** Exercise goal **
Take down each entry exactly as written.

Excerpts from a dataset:
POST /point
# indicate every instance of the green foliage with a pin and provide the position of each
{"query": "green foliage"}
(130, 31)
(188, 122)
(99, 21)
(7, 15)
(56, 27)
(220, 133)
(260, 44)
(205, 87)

** Output for this task **
POST /point
# indicate every instance of the green foliage with a pin and provide the position of each
{"query": "green foliage"}
(130, 31)
(188, 122)
(99, 21)
(7, 15)
(56, 27)
(220, 133)
(260, 44)
(205, 87)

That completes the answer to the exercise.